The result should be the lines from the one that contains "sneaker in the photo above." to the final line of the entries below, copied exactly and with no pictures.

Top of Dataset

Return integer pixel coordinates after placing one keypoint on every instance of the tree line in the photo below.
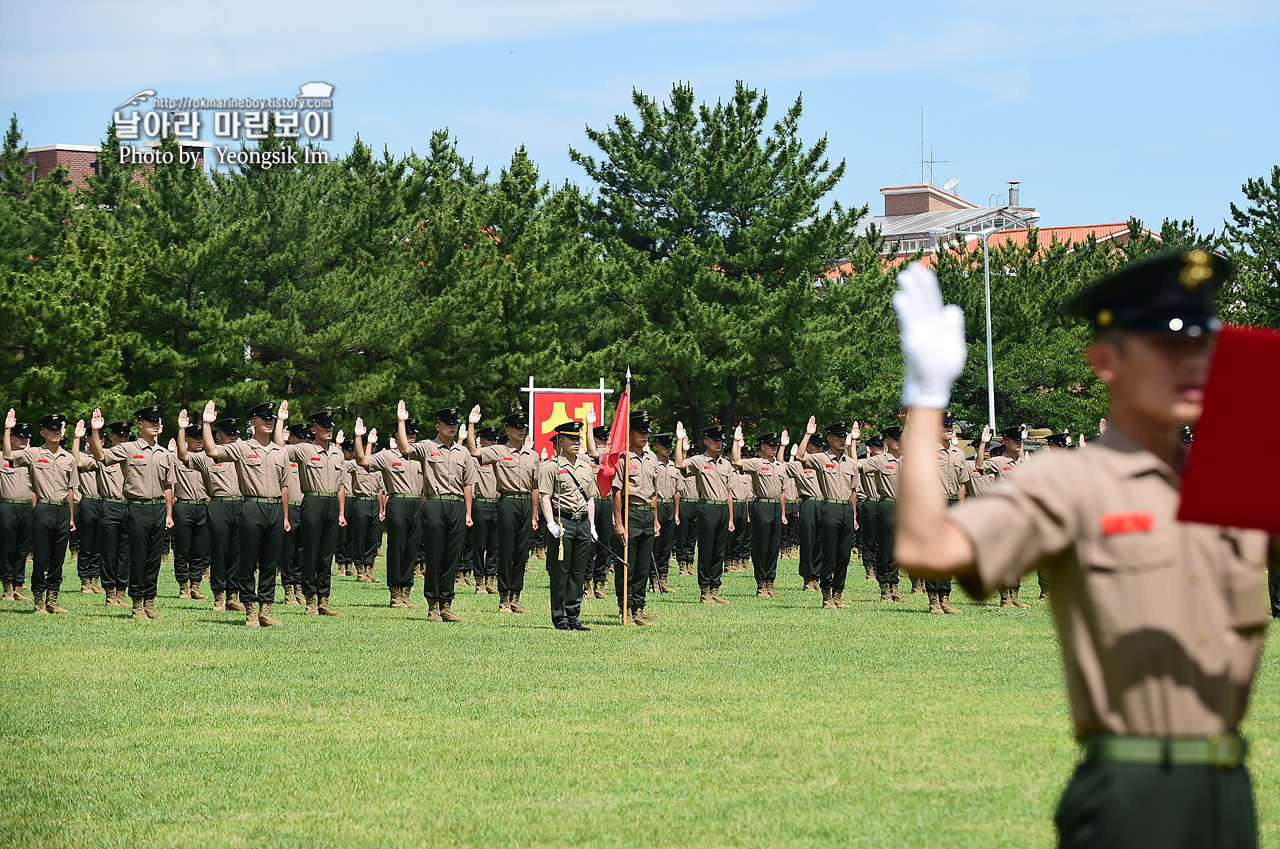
(694, 255)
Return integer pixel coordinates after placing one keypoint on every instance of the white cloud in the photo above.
(118, 44)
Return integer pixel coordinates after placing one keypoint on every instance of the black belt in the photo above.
(1220, 751)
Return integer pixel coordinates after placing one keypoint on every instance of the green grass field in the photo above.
(769, 722)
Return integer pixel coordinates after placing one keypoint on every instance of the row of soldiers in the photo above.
(284, 501)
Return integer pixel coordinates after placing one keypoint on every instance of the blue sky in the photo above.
(1102, 110)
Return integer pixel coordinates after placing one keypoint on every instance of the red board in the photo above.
(1232, 479)
(557, 407)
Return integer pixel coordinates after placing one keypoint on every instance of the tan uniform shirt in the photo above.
(837, 474)
(686, 484)
(805, 479)
(641, 479)
(401, 477)
(713, 475)
(557, 479)
(263, 470)
(883, 471)
(147, 469)
(86, 475)
(515, 469)
(362, 482)
(295, 484)
(319, 469)
(668, 480)
(188, 483)
(14, 482)
(767, 478)
(446, 470)
(952, 470)
(487, 482)
(220, 478)
(51, 473)
(1160, 621)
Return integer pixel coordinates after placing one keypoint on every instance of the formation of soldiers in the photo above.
(246, 503)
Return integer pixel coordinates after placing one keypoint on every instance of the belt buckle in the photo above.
(1224, 752)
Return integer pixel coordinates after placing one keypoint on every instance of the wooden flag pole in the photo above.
(626, 505)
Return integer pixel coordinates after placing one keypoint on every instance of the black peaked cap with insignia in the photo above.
(570, 429)
(1171, 292)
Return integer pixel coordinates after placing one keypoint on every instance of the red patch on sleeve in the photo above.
(1129, 523)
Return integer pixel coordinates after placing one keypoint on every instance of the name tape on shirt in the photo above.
(1128, 523)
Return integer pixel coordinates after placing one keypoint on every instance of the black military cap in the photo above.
(265, 410)
(1171, 292)
(570, 429)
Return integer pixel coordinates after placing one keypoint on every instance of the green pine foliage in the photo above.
(699, 254)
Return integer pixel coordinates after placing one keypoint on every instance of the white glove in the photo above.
(933, 347)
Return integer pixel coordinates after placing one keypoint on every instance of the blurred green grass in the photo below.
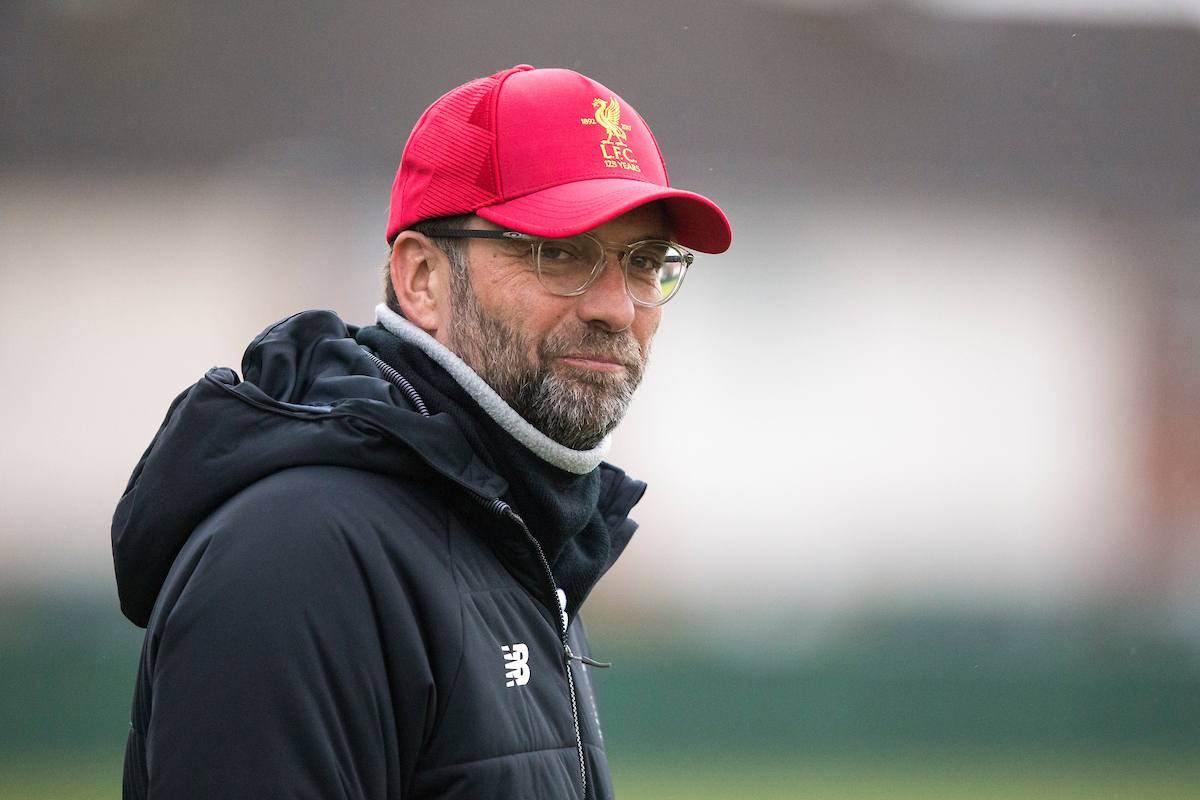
(931, 707)
(917, 779)
(1027, 777)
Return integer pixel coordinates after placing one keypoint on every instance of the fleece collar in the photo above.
(579, 462)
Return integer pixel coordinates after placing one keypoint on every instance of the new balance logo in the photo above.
(516, 662)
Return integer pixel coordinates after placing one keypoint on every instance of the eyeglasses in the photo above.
(653, 269)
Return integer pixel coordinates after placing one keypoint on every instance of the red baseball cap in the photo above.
(547, 152)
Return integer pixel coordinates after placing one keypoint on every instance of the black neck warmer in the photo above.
(559, 507)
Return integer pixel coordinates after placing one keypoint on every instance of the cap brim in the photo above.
(569, 209)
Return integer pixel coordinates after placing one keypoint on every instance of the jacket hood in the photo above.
(311, 396)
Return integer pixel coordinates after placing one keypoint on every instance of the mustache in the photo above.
(615, 346)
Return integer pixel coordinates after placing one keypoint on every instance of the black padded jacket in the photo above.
(340, 601)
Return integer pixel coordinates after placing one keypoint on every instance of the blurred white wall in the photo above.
(894, 400)
(870, 398)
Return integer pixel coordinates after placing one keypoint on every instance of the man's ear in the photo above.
(420, 276)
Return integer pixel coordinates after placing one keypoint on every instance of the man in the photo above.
(360, 567)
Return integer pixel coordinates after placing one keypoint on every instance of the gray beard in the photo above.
(576, 408)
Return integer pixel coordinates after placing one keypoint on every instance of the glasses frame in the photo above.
(597, 270)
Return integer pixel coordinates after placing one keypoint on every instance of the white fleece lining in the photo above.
(580, 462)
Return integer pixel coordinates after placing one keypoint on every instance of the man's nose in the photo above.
(606, 302)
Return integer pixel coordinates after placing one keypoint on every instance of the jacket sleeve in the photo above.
(270, 674)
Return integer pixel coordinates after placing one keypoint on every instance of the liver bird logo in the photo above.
(609, 115)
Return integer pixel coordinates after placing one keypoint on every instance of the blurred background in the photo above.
(923, 446)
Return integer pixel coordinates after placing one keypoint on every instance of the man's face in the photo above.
(567, 365)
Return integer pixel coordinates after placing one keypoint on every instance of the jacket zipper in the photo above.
(503, 509)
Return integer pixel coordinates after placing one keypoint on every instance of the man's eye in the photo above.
(646, 262)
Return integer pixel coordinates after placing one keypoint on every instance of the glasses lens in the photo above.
(565, 265)
(654, 271)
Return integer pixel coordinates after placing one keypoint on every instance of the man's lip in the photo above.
(593, 362)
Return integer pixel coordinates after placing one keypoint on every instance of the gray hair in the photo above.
(454, 248)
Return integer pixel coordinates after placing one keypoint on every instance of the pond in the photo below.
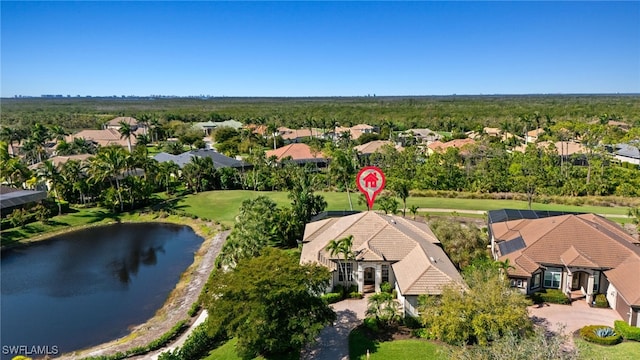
(90, 286)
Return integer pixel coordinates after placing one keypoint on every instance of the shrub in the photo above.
(553, 296)
(601, 301)
(600, 334)
(195, 308)
(386, 287)
(371, 324)
(331, 298)
(627, 331)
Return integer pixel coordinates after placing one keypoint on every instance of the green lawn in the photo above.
(629, 350)
(227, 351)
(398, 349)
(223, 205)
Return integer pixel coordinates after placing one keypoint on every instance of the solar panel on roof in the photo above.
(507, 247)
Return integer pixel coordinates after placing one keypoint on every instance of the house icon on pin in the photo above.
(371, 180)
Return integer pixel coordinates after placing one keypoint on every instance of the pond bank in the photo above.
(179, 301)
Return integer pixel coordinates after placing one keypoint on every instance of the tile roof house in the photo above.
(376, 146)
(628, 152)
(421, 136)
(581, 254)
(298, 153)
(354, 132)
(114, 124)
(386, 248)
(219, 160)
(533, 135)
(105, 137)
(438, 146)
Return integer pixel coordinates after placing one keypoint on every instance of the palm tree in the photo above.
(126, 132)
(109, 164)
(635, 214)
(49, 172)
(342, 247)
(401, 189)
(342, 167)
(414, 210)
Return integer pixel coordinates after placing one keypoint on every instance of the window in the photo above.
(385, 273)
(349, 271)
(535, 281)
(552, 278)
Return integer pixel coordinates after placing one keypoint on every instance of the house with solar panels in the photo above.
(582, 255)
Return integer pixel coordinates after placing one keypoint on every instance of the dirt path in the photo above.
(175, 309)
(333, 341)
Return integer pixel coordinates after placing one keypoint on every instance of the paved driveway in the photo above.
(333, 341)
(572, 317)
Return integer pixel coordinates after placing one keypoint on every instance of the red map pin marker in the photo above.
(370, 181)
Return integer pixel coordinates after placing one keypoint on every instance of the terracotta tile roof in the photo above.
(535, 132)
(419, 263)
(116, 122)
(295, 151)
(61, 159)
(458, 143)
(625, 278)
(585, 240)
(104, 137)
(376, 146)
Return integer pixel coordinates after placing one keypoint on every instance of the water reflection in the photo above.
(124, 268)
(90, 286)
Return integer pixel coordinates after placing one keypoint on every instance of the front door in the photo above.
(369, 276)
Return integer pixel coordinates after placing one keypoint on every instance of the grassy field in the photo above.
(398, 349)
(629, 350)
(223, 205)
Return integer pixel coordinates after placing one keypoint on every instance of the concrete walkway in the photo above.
(174, 345)
(333, 341)
(572, 317)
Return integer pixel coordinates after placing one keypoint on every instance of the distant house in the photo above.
(438, 146)
(219, 160)
(295, 135)
(354, 132)
(386, 248)
(420, 136)
(580, 254)
(105, 137)
(12, 198)
(376, 146)
(115, 124)
(533, 135)
(208, 126)
(628, 152)
(298, 153)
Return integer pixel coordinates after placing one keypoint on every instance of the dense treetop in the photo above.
(439, 112)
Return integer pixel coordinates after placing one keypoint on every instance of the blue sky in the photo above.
(318, 48)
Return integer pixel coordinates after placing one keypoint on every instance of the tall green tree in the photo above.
(126, 132)
(270, 303)
(49, 172)
(488, 310)
(342, 247)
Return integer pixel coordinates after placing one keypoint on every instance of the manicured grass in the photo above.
(359, 343)
(629, 350)
(223, 205)
(227, 351)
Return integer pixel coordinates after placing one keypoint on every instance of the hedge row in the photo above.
(588, 333)
(163, 340)
(544, 199)
(627, 331)
(553, 296)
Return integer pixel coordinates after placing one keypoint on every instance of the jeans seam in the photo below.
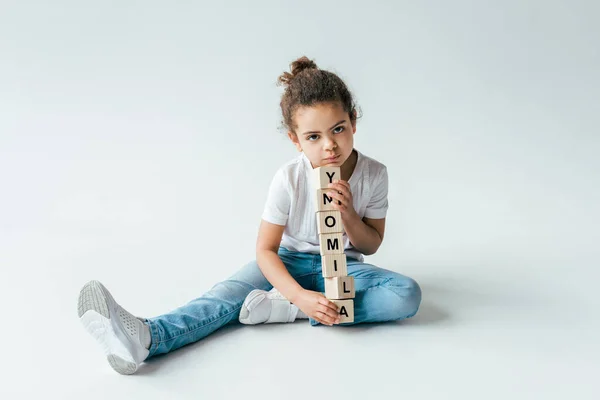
(201, 326)
(211, 322)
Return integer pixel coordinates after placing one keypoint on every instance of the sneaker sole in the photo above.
(93, 309)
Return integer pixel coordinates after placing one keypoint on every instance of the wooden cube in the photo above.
(324, 202)
(331, 243)
(339, 287)
(323, 176)
(346, 310)
(329, 222)
(334, 265)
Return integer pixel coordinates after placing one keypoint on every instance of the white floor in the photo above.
(137, 144)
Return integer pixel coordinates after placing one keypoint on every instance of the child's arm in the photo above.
(365, 235)
(267, 245)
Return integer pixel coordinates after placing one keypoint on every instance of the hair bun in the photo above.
(296, 67)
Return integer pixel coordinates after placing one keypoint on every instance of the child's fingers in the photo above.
(326, 318)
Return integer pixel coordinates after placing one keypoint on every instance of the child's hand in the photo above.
(317, 307)
(340, 190)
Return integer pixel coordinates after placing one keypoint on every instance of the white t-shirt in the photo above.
(290, 201)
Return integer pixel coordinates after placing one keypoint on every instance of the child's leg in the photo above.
(204, 315)
(381, 295)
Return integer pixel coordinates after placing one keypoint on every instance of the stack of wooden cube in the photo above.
(339, 287)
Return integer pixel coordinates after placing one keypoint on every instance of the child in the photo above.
(284, 283)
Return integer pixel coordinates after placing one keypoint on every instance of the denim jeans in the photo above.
(380, 295)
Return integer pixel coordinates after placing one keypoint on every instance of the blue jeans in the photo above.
(381, 295)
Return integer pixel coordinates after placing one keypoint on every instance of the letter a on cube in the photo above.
(345, 309)
(339, 287)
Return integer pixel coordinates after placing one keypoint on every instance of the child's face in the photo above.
(319, 135)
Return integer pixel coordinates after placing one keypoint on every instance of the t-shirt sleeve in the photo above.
(378, 204)
(277, 206)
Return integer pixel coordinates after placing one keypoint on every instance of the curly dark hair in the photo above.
(307, 85)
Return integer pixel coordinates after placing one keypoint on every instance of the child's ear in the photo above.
(294, 139)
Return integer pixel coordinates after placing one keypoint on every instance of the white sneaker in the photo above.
(265, 307)
(124, 338)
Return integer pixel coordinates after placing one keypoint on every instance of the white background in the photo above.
(138, 139)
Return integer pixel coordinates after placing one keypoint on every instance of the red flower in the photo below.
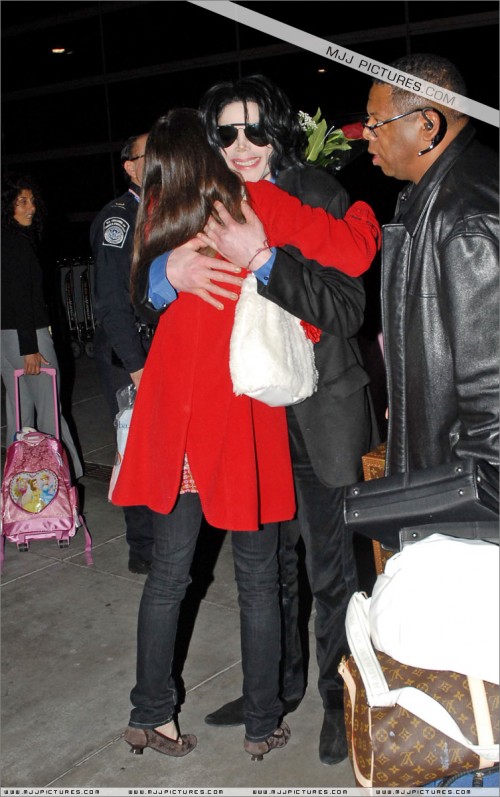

Bottom of Dataset

▸ Worked solution:
Return integer pixel coordinates after placing one keypoint on every instance of the white sneaker in the photo above.
(265, 307)
(124, 338)
Return integer pixel coordinates after placing one keypoint on every instance of the white background in the photo above.
(138, 139)
Return integer pixel coordinates after placing one keypoint on every instance of the red flower in the photo below.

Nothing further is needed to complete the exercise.